**Task brief:**
Set down all of the data exactly as it appears.

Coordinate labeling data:
+ + + + + + +

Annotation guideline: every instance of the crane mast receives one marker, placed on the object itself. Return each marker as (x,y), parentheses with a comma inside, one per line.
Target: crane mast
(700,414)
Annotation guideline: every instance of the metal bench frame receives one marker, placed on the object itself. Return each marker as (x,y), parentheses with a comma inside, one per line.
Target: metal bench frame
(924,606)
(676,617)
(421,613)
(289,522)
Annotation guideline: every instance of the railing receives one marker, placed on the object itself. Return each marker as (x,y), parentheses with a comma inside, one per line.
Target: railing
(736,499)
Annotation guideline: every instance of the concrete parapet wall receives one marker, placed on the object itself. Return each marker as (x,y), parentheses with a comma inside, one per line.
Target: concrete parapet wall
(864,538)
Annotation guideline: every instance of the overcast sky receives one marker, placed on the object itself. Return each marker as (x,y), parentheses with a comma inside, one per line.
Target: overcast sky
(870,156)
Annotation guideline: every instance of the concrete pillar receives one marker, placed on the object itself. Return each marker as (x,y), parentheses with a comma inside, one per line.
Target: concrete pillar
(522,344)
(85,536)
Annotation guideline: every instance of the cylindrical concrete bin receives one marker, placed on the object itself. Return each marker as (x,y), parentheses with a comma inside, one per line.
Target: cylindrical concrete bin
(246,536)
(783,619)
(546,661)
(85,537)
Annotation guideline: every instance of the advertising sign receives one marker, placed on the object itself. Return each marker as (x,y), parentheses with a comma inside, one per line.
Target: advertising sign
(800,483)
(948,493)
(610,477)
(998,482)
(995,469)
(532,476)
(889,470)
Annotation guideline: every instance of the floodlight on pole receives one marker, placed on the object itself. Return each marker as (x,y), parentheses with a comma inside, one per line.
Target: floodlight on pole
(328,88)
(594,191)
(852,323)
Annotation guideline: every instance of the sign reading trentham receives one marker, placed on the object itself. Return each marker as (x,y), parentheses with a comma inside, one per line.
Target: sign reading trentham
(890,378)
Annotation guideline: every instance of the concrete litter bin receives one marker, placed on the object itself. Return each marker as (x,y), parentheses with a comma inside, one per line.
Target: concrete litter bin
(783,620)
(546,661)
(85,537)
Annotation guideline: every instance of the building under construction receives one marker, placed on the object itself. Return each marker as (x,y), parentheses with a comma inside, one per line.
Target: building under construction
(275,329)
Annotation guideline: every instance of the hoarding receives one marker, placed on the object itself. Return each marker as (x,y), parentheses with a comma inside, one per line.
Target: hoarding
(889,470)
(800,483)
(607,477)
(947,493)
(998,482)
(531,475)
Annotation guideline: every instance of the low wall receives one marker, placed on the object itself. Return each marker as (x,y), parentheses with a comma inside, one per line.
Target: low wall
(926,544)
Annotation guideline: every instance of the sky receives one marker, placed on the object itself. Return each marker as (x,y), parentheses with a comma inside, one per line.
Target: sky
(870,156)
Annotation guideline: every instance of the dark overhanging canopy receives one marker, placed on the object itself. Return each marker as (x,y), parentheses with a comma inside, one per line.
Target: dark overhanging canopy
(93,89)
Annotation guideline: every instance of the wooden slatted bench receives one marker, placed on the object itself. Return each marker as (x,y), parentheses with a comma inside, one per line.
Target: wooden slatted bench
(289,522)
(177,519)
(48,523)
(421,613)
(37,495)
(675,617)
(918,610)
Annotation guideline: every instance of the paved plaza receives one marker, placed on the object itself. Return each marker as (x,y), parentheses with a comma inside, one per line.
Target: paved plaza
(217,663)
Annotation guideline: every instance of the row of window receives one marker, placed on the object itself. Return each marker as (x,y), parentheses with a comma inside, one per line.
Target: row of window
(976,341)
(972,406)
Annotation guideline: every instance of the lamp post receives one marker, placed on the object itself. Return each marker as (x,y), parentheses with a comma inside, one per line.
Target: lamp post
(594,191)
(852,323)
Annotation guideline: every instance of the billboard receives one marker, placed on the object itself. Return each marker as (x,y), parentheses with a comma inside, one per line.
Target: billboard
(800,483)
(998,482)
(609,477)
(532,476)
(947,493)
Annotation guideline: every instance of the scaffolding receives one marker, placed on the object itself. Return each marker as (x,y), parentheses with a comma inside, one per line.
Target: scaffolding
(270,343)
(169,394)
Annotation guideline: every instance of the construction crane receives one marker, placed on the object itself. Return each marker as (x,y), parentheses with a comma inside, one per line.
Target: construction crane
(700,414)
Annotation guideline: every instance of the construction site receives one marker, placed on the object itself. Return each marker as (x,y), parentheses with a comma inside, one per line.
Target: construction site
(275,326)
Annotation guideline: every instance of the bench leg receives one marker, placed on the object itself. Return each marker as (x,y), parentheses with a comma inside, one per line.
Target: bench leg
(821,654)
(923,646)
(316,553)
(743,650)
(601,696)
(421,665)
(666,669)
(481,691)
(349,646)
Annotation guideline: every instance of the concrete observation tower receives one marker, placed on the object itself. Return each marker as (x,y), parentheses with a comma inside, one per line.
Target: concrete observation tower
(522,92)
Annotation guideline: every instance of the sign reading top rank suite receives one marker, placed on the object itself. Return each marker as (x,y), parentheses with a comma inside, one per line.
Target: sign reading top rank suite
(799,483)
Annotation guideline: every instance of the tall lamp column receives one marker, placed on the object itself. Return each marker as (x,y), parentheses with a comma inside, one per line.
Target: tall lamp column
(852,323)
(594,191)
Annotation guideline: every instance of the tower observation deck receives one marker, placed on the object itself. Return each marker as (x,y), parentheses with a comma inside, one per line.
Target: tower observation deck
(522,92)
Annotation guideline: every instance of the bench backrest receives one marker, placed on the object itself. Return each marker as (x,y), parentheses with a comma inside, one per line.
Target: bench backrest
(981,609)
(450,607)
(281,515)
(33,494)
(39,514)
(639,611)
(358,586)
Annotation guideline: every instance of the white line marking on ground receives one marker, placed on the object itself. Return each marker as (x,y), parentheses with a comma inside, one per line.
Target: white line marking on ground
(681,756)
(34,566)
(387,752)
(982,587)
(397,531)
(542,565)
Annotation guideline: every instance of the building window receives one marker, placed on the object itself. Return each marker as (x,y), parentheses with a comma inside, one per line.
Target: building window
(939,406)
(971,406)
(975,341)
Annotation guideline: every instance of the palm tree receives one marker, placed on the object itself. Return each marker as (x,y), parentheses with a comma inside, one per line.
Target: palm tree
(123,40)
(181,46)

+ + + + + + +

**The reply:**
Annotation guideline: every instance of the crane mast receives one marker, placed on the object itself. Return each marker as (x,y), parentheses with a comma inside, one per line.
Target: crane mast
(700,414)
Annotation guideline: every instance of the metal bench frame receives one marker, placed on the object itself. Return each marker as (x,y), parentheses with a comma inside, one per line.
Target: metal bench frame
(924,606)
(676,617)
(421,613)
(289,522)
Annotation guideline: every instance of the railing receives one marker, placed on the object itself. Return each marker as (x,y), parentheses with a comma inside, one per line.
Target: railing
(736,499)
Annotation guideline: every instance of the concrete parapet wall receives one marker, placed on the object itself. Return each marker as (x,y), parentheses with a comma inside, one per line.
Target: concrete parapet wall
(864,538)
Annotation guideline: every instance of the overcast sky receives one marker, placed on the object itself. Return each marker as (x,y), parentheses with a comma inside, one per line.
Target: overcast sky
(870,156)
Annotation guideline: every instance of the concrete pillar receives one marker, placed on the object itself. Return each marker as (x,y), parentheses with a comma inside, one per line.
Target: concrete pillar
(522,344)
(85,536)
Annotation guideline: every instance of the cylindrical concrete bin receives one marker, placed on the object itself. Return each marker as (x,y), parentheses with a comma inside, one per line.
Target: cylindrical concrete bin
(246,536)
(783,619)
(546,661)
(85,537)
Annotation guideline: every instance of the advertising sign receives one marker, placed on the object itself. Return each marker as (x,y), parentheses with a comma inside, one per line.
Target: advertising sign
(800,483)
(948,493)
(610,477)
(998,482)
(995,469)
(532,476)
(889,470)
Annotation guideline: every instance of the floodlight on pole receives one marker, placed on the object itself. Return each marker as (x,y), parentheses with a comma inside, one per line.
Target: floodlight on pole
(328,88)
(594,191)
(852,323)
Annotation guideline: every instance of the sign reading trentham receives one marker, placed on the object itself. Return each marker as (x,y), parentheses with a comma inside, one per line.
Target: sign reading trentham
(890,378)
Annotation guideline: every instance of the concrete litter bin receives one marker, placed on the object itself. Return each marker as (x,y), parentheses with a comma inside, one per line.
Target: concrete litter bin
(783,620)
(546,661)
(85,537)
Annotation guideline: every instance of the building under construction receives one marker, placed on the object itself. Return each marker as (x,y), parentheses with a comma inside, one per line.
Target: building under construction
(275,329)
Annotation guideline: every instance of the hoarding receives one marker, placed on the object itself. Return each marker as (x,y), parentheses with a comma inside, one per line.
Target: hoarding
(889,470)
(800,483)
(607,477)
(947,493)
(998,482)
(531,475)
Annotation guideline: every instance of the low wall receives one marker, placed on the object itself. Return each marker as (x,y), parentheses with a comma inside, one per line.
Target: low wall
(926,544)
Annotation guideline: every instance of the sky receives one marker, placed on the object itself. Return each marker as (x,y), parentheses with a comma inside, one per line.
Target: sky
(870,156)
Annotation guideline: every instance of the dark overhanging canopy receives one marker, placed on the object itself. Return each marker as (x,y), parentheses with a comma inside, one per line.
Target: dark overhanging canopy
(93,89)
Annotation guideline: every instance of the wooden slatted bench receives one marker, placed on the object itself. Return each marker as (x,y), parentheses with a comma inside, one per line.
Target: wooden slatted bench
(289,522)
(177,519)
(48,523)
(421,613)
(37,495)
(675,617)
(918,610)
Annotation guideline: every instance of the paved plaza receives one marker, placed on the object itself. Return each marker as (x,y), parentheses with a comma inside, one per line.
Target: paved plaza
(217,663)
Annotation guideline: every instance of the row of window receives one marker, placed on the object itself. Return each marker as (x,y), parentheses with a comma inside, one per line.
Target: row of window
(976,341)
(972,406)
Annotation guideline: every instance of the lamp post receives one marker, placed on the object itself. Return each marker as (x,y), parentheses with a comma inside, one per line.
Target: lamp post
(594,191)
(852,323)
Annotation guideline: every instance of the billboard receives one marker, placed on the object itself. Return each marker as (x,y), parentheses with a comma inside, one per line.
Target: billboard
(800,483)
(998,482)
(609,477)
(532,476)
(947,493)
Annotation guideline: every instance of the scaffolding receives one marker, placed on the object itself. Return each marker as (x,y), parentheses with a comma inside, one per line.
Target: scaffolding
(270,343)
(169,394)
Annotation guideline: every instance of the construction crane receives one marker, placed on the object itself. Return each marker as (x,y), parentheses with a comma inside, one per line.
Target: construction crane
(700,414)
Annotation guideline: every instance of the construction site receives one marker, placed on the object itself. Return each marker as (x,y), parentheses with a comma inside, one per line.
Target: construction site
(275,326)
Annotation guideline: every instance of the bench leg receives one marker, placed on the object itself. Return each marker as (x,y), parentheses with a comma inside, one per line.
Target: bench leg
(821,654)
(923,646)
(316,553)
(743,650)
(601,696)
(421,665)
(666,669)
(481,691)
(349,646)
Annotation guideline: every instance of the concrete observation tower receives one marker, placed on the object itself. Return each marker as (x,y), parentheses with a comma inside, one per line.
Target: concrete observation tower
(522,92)
Annotation guideline: every instance of the sign reading top rank suite receives one marker, placed on the object itself. Return each marker as (x,y), parentheses with a comma inside, one per line.
Target: sign reading top rank suite
(799,483)
Annotation guideline: every instance of the tall lamp column receives one marker, placed on the object itself. Return each marker as (x,y), parentheses with a comma inside, one per line.
Target: tall lamp column
(852,323)
(594,191)
Annotation guideline: every instance of the tower observation deck receives one marker, placed on the object itself. Return each marker as (x,y), parentheses with a comma inside, one per line.
Target: tower observation deck
(522,92)
Annotation guideline: every instance of the bench backrest receives one marker, placed on the object itself. Return each marker as (x,y), parentheses with a comma inside, one per line.
Target: bench backrest
(981,609)
(450,607)
(281,515)
(33,494)
(39,514)
(639,611)
(358,586)
Annotation guideline: every instance of the white line marking on ground receives one marker, placed on the object itself. Return each marker as (x,y), parentheses with a comma inside, one per line.
Target: white line marking on ground
(681,756)
(34,566)
(387,752)
(982,587)
(397,531)
(542,565)
Annotation guideline: every instance of the building window receives one marker, placed on the object itself. Return each marker as (x,y), parentheses with a comma inside, one per line.
Target: building window
(939,406)
(971,406)
(975,341)
Annotation guideline: every instance of the palm tree receives one marker, placed on the object itself. Return each marker as (x,y), parentheses with a comma inside, one per line.
Target: palm tree
(123,40)
(181,46)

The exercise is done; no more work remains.